» EXERCISE REQUIREMENTS:
1: In the court opinion on the Simbo Properties lease dispute, on what date did the trial court deny Simbo's motion for summary judgment?
2: Carry on the court opinion on the Simbo Properties lease dispute, starting after its last sentence.

» TEXT SEGMENT:
———

Court of Appeals of Ohio, Eighth District, Cuyahoga

August 1, 2019

SIMBO PROPERTIES, INC., Plaintiff-Appellant,
v.
M8 REALTY, L.L.C., Defendant-Appellee.

          Civil Appeal from the Cuyahoga County Court of Common Pleas Case No. CV-16-856616

         JUDGMENT: AFFIRMED

          Paul W. Flowers Co., L.PA., Paul Flowers, and Louis E. Grube, for appellant

          Frantz Ward, L.L.P., James B. Niehaus, and Kelley J. Barnett, for appellee.

          JOURNAL ENTRY AND OPINION

          RAYMOND C. HEADEN, JUDGE.

         {¶ 1} Plaintiff-appellant Simbo Properties, Inc. ("Simbo") appeals from verdicts finding in favor of defendant-appellee M8 Realty, L.L.C. ("M8") on matters pertaining to a commercial real estate lease agreement between Simbo, the owner and landlord, and M8, the tenant. For the reasons that follow, we affirm.

         Procedural and Factual History

         {¶ 2} In December 2012, Simbo and M8 entered into a written lease agreement pursuant to which Simbo leased a commercial real property to M8. The parties negotiated the lease agreement to govern M8's tenancy. The initial term of the lease agreement was for 18 months, ending on June 19, 2014.

         {¶3} During M8's tenancy, Simbo claimed that M8 violated several provisions of the written lease agreement resulting in the filing of Simbo's lawsuit. In particular, during M8's tenancy, Simbo claimed M8 caused property damage, including a blockage in the storm sewer and destruction of a flag pole. Simbo also claims M8 did not pay real estate taxes that Simbo claims M8 was required to pay under the lease agreement. Lastly, Simbo further claimed M8 was subject to an automatic renewal term of the lease agreement and was therefore contractually obligated to pay rent from June 2014 through December 2014.

         {¶ 4} Simbo filed a four count complaint against M8 on January 4, 2016, seeking the following: Count 1 - rent (in excess of $150, 000); Count 2 - real estate taxes ($32, 158.34); Count 3 - property damage (in excess of $30, 000 for flag pole and storm sewer); Count 4 - breach of other pertinent lease provisions. M8 filed its answer and counterclaim on February 5, 2016. M8's counterclaim stated M8 provided timely notice to Simbo of its intent not to renew the lease and therefore no rent was owing. M8's counterclaim asserted an alternate claim for relief in the event the trial court found the lease agreement did, in fact, renew. In the alternative, M8 claimed Simbo breached M8's right to quiet enjoyment and constructively evicted M8 from the premises when the commercial property was leased to a new tenant. M8 filed an amended counterclaim on October 20, 2016. The amended counterclaim was identical to the original counterclaim except that paragraph 5 relating to written notice for the automatic renewal was removed from the amended pleading. Discovery proceeded, and motions for summary judgment were filed by both parties. Simbo's motion sought summary judgment on Counts 1 and 3. M8's motion sought judgment on Counts 1 and 4 of Simbo's complaint. On January 24, 2017, the trial court denied Simbo's motion for summary judgment and granted M8's motion for summary judgment on Count 4 only. The matter proceeded to trial on Counts 1, 2, and 3 of Simbo's complaint on July 24, 2017.

———

» RAW DATA:
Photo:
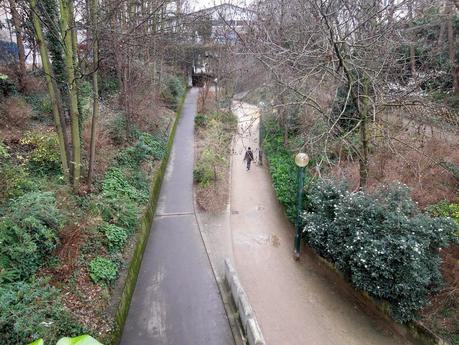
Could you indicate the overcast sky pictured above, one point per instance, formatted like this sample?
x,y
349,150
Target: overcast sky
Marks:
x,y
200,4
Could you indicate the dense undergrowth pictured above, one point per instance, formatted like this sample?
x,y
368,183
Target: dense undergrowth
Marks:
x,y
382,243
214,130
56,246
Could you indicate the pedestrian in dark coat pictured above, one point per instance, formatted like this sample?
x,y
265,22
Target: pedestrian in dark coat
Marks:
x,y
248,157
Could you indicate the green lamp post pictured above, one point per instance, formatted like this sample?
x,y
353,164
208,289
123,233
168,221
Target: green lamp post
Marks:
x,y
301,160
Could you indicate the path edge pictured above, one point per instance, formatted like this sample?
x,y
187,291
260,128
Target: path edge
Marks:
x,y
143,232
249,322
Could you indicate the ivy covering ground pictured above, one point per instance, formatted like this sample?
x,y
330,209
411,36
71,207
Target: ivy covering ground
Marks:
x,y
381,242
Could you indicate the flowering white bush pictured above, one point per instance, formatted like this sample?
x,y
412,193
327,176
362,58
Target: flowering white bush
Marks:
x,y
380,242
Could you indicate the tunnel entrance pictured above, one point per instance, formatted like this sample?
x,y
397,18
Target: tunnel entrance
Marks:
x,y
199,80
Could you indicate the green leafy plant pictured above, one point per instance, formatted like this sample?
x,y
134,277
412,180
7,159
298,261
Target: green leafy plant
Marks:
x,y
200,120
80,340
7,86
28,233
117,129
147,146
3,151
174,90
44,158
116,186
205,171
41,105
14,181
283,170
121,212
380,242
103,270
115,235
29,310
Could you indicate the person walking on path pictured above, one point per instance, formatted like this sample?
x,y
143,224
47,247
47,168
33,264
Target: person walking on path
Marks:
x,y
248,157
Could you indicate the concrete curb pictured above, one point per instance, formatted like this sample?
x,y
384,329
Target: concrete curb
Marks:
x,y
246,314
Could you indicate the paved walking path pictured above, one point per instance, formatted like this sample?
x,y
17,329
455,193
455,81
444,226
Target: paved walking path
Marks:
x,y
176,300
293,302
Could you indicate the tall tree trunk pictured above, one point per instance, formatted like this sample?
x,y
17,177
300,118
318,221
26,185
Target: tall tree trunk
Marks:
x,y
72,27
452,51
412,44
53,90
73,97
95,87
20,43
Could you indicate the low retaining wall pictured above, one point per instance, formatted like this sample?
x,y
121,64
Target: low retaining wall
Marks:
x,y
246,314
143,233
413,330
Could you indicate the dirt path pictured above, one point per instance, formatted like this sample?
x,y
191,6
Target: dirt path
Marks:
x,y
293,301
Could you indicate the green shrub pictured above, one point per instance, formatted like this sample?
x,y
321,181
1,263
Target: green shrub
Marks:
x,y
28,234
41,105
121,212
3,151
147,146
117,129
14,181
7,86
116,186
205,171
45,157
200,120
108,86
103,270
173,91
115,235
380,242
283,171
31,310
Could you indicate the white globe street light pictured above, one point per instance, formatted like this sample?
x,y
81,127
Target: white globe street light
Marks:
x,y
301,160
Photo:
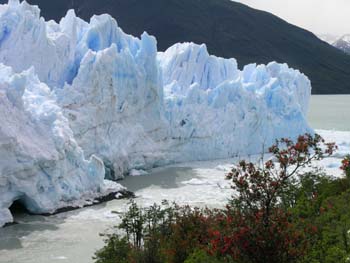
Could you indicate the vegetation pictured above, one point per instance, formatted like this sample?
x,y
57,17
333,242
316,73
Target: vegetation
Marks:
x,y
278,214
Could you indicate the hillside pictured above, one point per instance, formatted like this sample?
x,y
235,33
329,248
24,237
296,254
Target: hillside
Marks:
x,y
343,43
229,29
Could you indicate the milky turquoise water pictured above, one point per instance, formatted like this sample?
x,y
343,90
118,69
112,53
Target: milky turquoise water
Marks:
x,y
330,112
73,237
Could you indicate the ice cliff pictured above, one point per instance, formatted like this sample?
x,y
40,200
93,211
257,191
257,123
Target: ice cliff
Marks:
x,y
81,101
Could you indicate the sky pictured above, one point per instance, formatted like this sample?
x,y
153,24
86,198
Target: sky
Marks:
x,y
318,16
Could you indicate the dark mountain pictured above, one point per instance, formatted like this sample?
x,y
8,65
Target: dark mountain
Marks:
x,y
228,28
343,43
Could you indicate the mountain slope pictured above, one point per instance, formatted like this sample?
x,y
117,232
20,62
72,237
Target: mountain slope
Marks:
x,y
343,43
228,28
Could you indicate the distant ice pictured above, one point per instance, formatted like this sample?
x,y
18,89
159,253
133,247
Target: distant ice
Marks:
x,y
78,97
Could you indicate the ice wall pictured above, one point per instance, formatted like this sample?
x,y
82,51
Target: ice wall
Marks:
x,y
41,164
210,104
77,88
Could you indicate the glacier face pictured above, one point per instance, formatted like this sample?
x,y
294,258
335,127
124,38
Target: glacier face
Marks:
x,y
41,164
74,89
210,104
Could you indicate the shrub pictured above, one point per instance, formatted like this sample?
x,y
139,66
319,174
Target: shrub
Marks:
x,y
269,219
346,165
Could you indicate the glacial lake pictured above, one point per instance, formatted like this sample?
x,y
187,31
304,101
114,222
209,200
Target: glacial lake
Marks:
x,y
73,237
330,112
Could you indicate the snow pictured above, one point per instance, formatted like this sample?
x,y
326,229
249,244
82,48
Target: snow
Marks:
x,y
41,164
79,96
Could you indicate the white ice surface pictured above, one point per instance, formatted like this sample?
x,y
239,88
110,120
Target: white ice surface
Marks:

———

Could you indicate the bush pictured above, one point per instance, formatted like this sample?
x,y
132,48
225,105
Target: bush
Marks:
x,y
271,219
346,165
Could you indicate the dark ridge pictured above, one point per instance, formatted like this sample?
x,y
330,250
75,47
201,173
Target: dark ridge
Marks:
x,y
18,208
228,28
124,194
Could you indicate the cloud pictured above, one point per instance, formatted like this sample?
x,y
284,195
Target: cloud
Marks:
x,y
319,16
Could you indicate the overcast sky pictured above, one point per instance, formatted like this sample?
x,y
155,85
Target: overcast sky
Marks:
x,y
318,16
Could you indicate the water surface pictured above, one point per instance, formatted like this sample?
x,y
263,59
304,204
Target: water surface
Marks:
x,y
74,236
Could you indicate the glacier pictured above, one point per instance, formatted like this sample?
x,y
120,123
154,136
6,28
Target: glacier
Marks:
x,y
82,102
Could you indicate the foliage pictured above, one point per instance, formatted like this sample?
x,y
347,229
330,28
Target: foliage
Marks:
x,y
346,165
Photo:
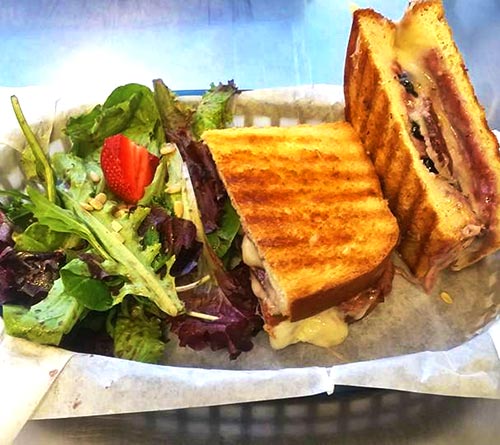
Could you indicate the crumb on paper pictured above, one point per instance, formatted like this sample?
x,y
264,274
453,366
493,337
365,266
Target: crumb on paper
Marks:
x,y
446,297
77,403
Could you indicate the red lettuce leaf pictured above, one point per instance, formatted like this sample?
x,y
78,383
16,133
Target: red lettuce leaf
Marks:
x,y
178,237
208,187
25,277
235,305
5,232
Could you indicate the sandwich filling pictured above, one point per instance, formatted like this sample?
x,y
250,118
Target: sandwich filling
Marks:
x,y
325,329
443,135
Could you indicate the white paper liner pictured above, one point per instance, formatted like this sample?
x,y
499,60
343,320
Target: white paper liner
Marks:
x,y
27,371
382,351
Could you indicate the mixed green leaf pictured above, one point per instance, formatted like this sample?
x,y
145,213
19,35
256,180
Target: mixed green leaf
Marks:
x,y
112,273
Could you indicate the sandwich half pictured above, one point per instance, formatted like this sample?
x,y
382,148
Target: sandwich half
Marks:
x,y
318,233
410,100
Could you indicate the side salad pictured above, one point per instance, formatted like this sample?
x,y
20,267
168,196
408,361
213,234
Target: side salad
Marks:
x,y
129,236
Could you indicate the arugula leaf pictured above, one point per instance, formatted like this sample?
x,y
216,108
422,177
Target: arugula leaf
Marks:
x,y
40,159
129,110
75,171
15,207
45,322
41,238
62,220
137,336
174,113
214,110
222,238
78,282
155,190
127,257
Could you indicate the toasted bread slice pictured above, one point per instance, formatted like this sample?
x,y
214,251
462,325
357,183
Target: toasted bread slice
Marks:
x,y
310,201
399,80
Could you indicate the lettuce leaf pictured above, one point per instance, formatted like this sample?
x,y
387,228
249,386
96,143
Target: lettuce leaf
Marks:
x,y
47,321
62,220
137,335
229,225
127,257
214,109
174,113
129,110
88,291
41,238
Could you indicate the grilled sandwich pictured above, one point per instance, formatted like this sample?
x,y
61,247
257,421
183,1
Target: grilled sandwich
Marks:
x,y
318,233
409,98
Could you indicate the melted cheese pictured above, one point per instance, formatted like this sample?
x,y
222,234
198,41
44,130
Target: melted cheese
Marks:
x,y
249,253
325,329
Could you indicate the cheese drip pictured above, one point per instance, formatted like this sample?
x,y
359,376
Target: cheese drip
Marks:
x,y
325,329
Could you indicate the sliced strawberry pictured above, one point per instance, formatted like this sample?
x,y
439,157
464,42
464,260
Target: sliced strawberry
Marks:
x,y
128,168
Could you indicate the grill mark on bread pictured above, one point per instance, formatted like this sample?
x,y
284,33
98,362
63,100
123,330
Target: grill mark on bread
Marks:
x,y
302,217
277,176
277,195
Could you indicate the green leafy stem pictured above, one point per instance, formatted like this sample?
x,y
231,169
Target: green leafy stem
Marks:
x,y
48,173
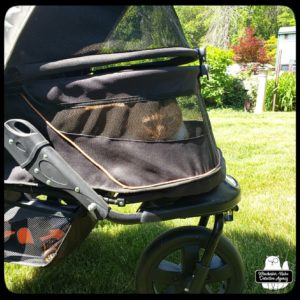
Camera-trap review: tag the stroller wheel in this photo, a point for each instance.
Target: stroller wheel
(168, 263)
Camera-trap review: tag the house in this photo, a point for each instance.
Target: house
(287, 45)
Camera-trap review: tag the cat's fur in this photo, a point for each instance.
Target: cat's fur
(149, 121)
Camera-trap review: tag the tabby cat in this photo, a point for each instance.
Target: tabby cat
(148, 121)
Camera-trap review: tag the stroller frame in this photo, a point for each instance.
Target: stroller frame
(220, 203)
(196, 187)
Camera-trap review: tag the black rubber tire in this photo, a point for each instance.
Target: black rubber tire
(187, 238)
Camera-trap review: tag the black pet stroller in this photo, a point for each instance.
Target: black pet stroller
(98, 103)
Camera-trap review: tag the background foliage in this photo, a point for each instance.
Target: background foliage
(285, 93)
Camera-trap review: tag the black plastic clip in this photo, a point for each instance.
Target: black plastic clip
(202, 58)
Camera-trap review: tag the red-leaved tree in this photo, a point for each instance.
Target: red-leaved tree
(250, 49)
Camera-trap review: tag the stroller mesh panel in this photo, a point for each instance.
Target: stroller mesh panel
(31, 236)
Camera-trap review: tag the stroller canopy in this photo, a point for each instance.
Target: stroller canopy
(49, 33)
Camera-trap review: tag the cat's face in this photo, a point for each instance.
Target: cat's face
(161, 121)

———

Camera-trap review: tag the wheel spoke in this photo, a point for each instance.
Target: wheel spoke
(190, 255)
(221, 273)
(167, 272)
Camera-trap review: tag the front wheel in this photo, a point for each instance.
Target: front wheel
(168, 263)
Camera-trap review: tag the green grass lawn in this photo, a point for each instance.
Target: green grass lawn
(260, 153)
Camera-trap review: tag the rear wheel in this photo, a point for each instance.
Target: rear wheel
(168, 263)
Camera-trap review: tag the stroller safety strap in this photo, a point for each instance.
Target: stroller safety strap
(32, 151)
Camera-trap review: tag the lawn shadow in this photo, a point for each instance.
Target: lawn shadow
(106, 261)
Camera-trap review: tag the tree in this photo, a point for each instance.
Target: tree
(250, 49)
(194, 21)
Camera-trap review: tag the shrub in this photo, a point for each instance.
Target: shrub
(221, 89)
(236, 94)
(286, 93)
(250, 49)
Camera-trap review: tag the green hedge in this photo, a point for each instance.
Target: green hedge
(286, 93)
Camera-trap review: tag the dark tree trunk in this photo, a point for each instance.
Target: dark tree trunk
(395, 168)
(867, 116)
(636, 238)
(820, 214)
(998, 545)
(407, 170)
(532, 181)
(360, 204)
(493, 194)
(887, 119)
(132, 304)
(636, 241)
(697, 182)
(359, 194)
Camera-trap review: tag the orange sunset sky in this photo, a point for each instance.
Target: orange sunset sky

———

» EXPECTED RESULTS:
1: January 24, 2017.

2:
         {¶ 5} During trial, M8 was granted a directed verdict on Count 3 alleging that M8 created a storm sewer blockage on the leased premises. A jury heard the remaining issues and rendered a verdict in favor of M8 on Count 1, the outstanding rent due, finding that there was no automatic renewal term. Simbo had sought an award under Count 1 in excess of $150, 000. This was the largest dollar amount of damages requested in the lawsuit. A verdict in favor of Simbo was entered on Count 2, real estate taxes, in the amount of $32, 158.34. On the remaining issue set forth in Count 3 - the replacement of the flag pole - a verdict was rendered for Simbo in the amount of $5, 000. Simbo also prevailed on M8's counterclaim that sought an unspecified amount of damages.

         {¶6} On August 31, 2017, Simbo filed a motion for additur and prejudgment interest and a motion for attorney fees and legal expenses. On the same date, M8 filed a motion to amend its counterclaim to conform to the evidence and motion for new trial or remittitur, or for judgment notwithstanding the verdict as well as a motion for attorney fees.

         {¶ 7} Due to a concern about a potential conflict, the trial judge recused herself from the case and the case was transferred to the administrative judge on October 11, 2017, for "good cause shown." On October 16, 2017, the administrative judge held a hearing on the postjudgment motions filed by the parties. The trial court issued its ruling on the postjudgment motions on January 9, 2018. On the issue of the award of attorney fees under the lease agreement, the trial court determined M8 was the "prevailing party" since it won the "main" issue in the lawsuit and, as a result, was entitled to all attorney fees as specified in the lease agreement. M8's motion to amend its counterclaim to conform to the evidence and motion for new trial or remittitur, or for judgment notwithstanding the verdict was denied. The trial court denied Simbo's motion for additur and prejudgment interest and its motion for attorney fees and legal expenses. Simbo filed a motion for reconsideration or clarification or in the alternative, Civ.R. 60(B) relief from judgment. This motion was denied on February 1, 2018.

         {¶ 8} On February 5, 2018, Simbo filed an appeal challenging the trial court's judgment. The appeal was dismissed since the trial court's judgment was not a final appealable order where the issue of attorney fees was not resolved. On remand, Simbo filed a motion for a new trial arguing the original trial judge's recusal precluded postjudgment issues from being fairly adjudicated by the administrative judge. In addition, Simbo filed a brief on the pending issue of legal fees. A hearing was held on February 21, 2018, on the postjudgment issue of legal fees. On April 25, 2018, the trial court denied Simbo's motion for a new trial and awarded M8 attorney fees and expenses in the amount of $238, 335.73. Simbo filed the instant appeal.

         Law and Analysis

         I. Directed Verdict

         {¶ 9} In its first assignment of error, Simbo argues that the trial court erred by granting a directed verdict on Count 3 alleging M8 created a storm sewer blockage. Specifically, Simbo claimed it introduced sufficient evidence that M8's actions caused damage to the commercial property's storm sewer and that the trial court's judgment on this issue of causation was error.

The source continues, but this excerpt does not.